What to work on
From first line to last, copy the material below exactly.

----- Supplied entries -----

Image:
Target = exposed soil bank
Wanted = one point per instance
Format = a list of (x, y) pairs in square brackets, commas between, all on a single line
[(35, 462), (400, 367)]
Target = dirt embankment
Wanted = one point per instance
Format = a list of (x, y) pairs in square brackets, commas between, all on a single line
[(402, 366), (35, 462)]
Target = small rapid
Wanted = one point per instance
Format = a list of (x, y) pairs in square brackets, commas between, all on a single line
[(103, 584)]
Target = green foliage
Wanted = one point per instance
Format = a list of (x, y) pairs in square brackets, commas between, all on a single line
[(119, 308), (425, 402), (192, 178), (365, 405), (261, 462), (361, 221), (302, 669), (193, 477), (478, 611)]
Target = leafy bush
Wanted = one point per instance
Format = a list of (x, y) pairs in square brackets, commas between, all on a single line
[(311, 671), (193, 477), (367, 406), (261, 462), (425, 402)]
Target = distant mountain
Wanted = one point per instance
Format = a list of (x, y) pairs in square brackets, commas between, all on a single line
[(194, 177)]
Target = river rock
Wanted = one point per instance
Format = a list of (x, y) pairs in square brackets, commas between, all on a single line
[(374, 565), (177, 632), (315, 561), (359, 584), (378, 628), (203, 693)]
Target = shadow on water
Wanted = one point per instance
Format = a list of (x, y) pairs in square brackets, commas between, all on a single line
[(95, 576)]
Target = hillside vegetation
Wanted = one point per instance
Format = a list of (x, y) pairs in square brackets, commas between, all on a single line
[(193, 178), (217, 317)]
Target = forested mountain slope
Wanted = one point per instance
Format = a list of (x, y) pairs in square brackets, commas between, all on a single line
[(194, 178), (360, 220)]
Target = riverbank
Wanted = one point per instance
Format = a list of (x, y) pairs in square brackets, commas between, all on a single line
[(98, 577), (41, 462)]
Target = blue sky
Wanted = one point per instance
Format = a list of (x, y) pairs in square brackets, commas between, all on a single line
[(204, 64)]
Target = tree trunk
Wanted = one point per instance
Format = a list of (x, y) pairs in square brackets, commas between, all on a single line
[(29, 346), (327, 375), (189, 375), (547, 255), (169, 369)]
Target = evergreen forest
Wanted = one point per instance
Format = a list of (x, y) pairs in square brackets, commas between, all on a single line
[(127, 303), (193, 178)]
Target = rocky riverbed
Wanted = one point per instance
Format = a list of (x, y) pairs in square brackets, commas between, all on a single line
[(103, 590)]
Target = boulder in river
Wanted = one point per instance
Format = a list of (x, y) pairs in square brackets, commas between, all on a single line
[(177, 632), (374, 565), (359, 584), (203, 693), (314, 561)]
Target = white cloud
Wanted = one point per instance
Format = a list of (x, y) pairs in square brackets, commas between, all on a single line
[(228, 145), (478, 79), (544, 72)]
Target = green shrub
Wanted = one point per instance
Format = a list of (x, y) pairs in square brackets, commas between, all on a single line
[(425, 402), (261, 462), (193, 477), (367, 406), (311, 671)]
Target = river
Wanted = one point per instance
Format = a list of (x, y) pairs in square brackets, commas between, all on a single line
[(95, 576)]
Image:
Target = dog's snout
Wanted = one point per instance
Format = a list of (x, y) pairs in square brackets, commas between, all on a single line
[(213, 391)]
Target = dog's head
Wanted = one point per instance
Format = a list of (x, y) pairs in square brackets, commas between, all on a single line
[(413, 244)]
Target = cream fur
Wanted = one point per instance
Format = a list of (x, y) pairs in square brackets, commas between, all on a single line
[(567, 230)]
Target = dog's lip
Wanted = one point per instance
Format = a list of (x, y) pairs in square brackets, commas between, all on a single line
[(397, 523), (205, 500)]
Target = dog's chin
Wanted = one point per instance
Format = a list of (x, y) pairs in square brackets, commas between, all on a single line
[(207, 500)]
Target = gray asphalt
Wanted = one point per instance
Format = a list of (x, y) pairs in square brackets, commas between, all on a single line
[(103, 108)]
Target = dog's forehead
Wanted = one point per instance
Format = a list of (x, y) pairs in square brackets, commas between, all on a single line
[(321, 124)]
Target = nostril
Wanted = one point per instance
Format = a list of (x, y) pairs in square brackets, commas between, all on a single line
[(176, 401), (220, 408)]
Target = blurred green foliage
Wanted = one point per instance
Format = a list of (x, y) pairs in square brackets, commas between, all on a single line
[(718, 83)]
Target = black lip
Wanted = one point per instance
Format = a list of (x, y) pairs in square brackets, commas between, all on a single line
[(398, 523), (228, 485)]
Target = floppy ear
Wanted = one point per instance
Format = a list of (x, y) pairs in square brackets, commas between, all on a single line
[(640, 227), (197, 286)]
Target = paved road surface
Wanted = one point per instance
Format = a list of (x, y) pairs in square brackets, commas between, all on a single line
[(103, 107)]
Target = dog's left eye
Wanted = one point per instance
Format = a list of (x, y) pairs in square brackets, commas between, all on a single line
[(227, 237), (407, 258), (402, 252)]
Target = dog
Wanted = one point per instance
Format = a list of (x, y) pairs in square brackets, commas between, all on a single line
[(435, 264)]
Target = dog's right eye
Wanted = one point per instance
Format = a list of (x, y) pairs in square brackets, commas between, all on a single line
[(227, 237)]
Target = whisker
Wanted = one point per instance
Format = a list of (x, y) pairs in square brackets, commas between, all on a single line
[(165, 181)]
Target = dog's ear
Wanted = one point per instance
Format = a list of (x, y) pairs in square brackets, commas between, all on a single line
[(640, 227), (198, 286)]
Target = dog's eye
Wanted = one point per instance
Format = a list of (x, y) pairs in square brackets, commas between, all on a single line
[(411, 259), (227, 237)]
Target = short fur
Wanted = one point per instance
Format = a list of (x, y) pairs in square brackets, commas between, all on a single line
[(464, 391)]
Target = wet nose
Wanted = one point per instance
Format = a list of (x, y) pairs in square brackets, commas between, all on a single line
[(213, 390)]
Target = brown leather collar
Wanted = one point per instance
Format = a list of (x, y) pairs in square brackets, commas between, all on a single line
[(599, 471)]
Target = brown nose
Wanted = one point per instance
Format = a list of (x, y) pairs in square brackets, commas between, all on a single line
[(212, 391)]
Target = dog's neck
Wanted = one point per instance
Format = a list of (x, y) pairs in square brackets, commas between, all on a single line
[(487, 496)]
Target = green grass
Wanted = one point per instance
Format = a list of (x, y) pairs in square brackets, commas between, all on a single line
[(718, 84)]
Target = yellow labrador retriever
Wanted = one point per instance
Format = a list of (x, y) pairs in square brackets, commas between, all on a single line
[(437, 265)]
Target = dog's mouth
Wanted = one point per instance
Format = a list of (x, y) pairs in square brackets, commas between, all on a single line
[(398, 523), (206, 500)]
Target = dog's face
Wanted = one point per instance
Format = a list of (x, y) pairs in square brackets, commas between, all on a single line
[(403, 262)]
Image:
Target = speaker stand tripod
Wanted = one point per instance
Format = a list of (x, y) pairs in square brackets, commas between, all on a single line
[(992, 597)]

-----

Answer to this problem
Image:
Target = exposed soil bank
Wanted = one point per instance
Format = a list of (x, y) pairs in square brackets, commas between, all on a single line
[(35, 462), (400, 367)]
Target = dirt embankment
Wanted = one point per instance
Format = a list of (x, y) pairs in square brackets, commas between, all on a single line
[(402, 366), (35, 462)]
Target = small rapid
Wanted = one point per instance
Format = a list of (x, y) pairs in square brackets, commas between, all on a single line
[(103, 584)]
Target = green foliage
Wanted = one point per instance
Format = a list of (x, y) pairs in square brackets, commas between, all on a single line
[(119, 308), (425, 402), (192, 178), (365, 405), (261, 462), (361, 221), (302, 669), (193, 477), (478, 611)]
Target = leafy bush
Wanted = one point per instance
Format = a list of (x, y) pairs in square brackets, commas between, all on a single line
[(311, 671), (193, 477), (367, 406), (261, 462), (425, 402)]
Target = distant mountain
Wanted = one point per instance
Format = a list of (x, y) pairs in square brackets, commas between, all on a single line
[(194, 177)]
Target = river rock
Wanted = one point per instance
Format = a list of (x, y) pairs in square brackets, commas between, all on a single line
[(374, 565), (177, 632), (315, 561), (359, 584), (378, 628), (203, 693)]
Target = shadow on water
Wanted = one point per instance
Format = a list of (x, y) pairs in square brackets, commas between, all on a single line
[(95, 576)]
Target = hillside vegetation
Wanted = one point per instance
Format = a list of (x, y) pairs in square brackets, commas between, all on a single line
[(193, 178), (217, 317)]
Target = forested mountain slope
Wanted = one point per instance
Format = a list of (x, y) pairs in square brackets, commas between, all on a single line
[(194, 178), (360, 220)]
Target = riverbank
Wanted = one point per instance
Format = a list of (x, y) pairs in square brackets, commas between, all on a single line
[(98, 577), (41, 462)]
Target = blue sky
Wanted = one point per instance
Format = a list of (x, y) pairs in square brackets, commas between, all on a single line
[(204, 64)]
Target = tree trunk
Wanted = one point per instance
Format = a list of (x, y) pairs in square brackets, commas between, all on a single line
[(29, 346), (327, 375), (189, 375), (547, 255), (169, 369)]
Target = evergreen forest
Wanted = one point per instance
Format = a list of (x, y) pairs in square brackets, commas between, all on a single line
[(127, 303), (193, 178)]
Target = rocky riverbed
Wanted = one point per instance
Format = a list of (x, y) pairs in square brackets, commas between, all on a single line
[(103, 590)]
Target = boulder in river
Wanted = one point per instance
Format = a list of (x, y) pairs in square brackets, commas between, all on a single line
[(177, 632), (374, 565), (359, 584), (203, 693), (314, 561)]
Target = white cloud
Wanted = one point per instance
Format = a list of (x, y) pairs in square brackets, commas between, all on a single line
[(228, 145), (478, 79), (544, 72)]
Target = green shrub
Wanted = one point per instance
Format = a list of (x, y) pairs in square brackets, commas between, all on a single line
[(425, 402), (261, 462), (193, 477), (367, 406), (311, 671)]
Target = river
Wanted = one point per instance
Format = a list of (x, y) pairs in square brackets, commas between, all on a single line
[(95, 576)]
Image:
Target = dog's snout
Wanted = one point per instance
Format = a list of (x, y) pairs in square brackets, commas between, all on a single line
[(213, 391)]
Target = dog's head
Wanted = one point per instance
Format = a list of (x, y) pairs in square brackets, commas between, all on a single line
[(413, 244)]
Target = cream fur
Wanted = one point per instance
Format = a list of (x, y) pairs in square brackets, commas between, all on a single line
[(567, 230)]
Target = dog's lip
Wanted = one point per instance
Format = a list of (x, y) pairs in square brackets, commas between, all on a single line
[(397, 523), (205, 500)]
Target = dog's chin
Wanted = one point per instance
Format = a list of (x, y) pairs in square brackets, commas between, all on a single line
[(207, 500)]
Target = gray asphalt
Wanted = one point per instance
Format = a list of (x, y) pairs in square brackets, commas between, all on a single line
[(103, 108)]
Target = dog's forehead
Wanted = one point per instance
Format = a list of (x, y) pairs in square brackets, commas between, all on a single line
[(321, 124)]
Target = nostril
Wanted = one point per instance
Format = a list of (x, y) pairs in square brackets, commas between, all on a single line
[(176, 401), (220, 408)]
Target = blurred green foliage
Wanted = one point per instance
Format = a list of (x, y) pairs in square brackets, commas between, all on a single line
[(718, 83)]
Target = black lip
Wanted = one point per instance
Format = a list of (x, y) pairs in square brackets, commas between, all on a single line
[(398, 523), (228, 485)]
Target = floppy ear
Wanted = one point per instance
Format = a list of (x, y) pairs in square brackets, commas between, all on a single line
[(640, 227), (197, 286)]
Target = paved road surface
Wanted = one point per instance
Format = a list of (x, y) pairs in square brackets, commas between, all on a single line
[(103, 107)]
Target = dog's left eye
Wanted = one point per instance
Format = a list of (x, y) pairs in square brackets, commas between, all on a single line
[(227, 237), (407, 258), (402, 252)]
Target = dog
Wanted = one point per instance
Format = a list of (x, y) pairs in square brackets, commas between, all on a single line
[(435, 264)]
Target = dog's right eye
Wanted = one point per instance
Format = a list of (x, y) pairs in square brackets, commas between, all on a single line
[(227, 237)]
Target = whisker
Wanted = one point per instance
Format = a list of (x, y) pairs in square brackets, commas between, all on a single line
[(165, 181)]
Target = dog's ear
Wanted = one point per instance
Format = a list of (x, y) pairs in square brackets, commas between, all on a single line
[(640, 227), (198, 286)]
Target = dog's eye
Wanted = one point per instance
Format = a list of (x, y) pairs in square brackets, commas between, all on a single line
[(411, 259), (227, 237)]
Target = short fur
Wanted = one point per instance
Format = a list of (x, y) pairs in square brackets, commas between, all on a single line
[(464, 391)]
Target = wet nose
Wanted = one point per instance
Format = a list of (x, y) pairs in square brackets, commas between, all on a single line
[(213, 390)]
Target = brown leather collar
Wanted = one point per instance
Format = a list of (x, y) pairs in square brackets, commas between, all on a single line
[(599, 471)]
Target = brown nose
Wanted = one point per instance
Format = a list of (x, y) pairs in square brackets, commas between, all on a single line
[(212, 391)]
Target = dog's neck
Wanted = one point per instance
Format = a list of (x, y) pairs in square brackets, commas between, all on a single line
[(487, 496)]
Target = green grass
Wanted = one point per instance
Format = a list of (x, y) pairs in square brackets, commas between, all on a single line
[(718, 84)]
Target = yellow labrador retriever
Wanted = one point per instance
Format = a list of (x, y) pairs in square brackets, commas between, all on a single line
[(437, 265)]
Target = dog's mouth
Wanted = one point per instance
Format = a list of (x, y) pairs in square brackets, commas between, all on a single line
[(398, 523), (206, 500)]
Target = dog's face
Wanted = one point per instance
Format = a list of (x, y) pairs in square brackets, commas between, all on a single line
[(403, 262)]
Image:
Target = speaker stand tripod
Wanted = one point per instance
Format = a list of (x, y) pairs in square brackets, commas between, all on a single line
[(992, 597)]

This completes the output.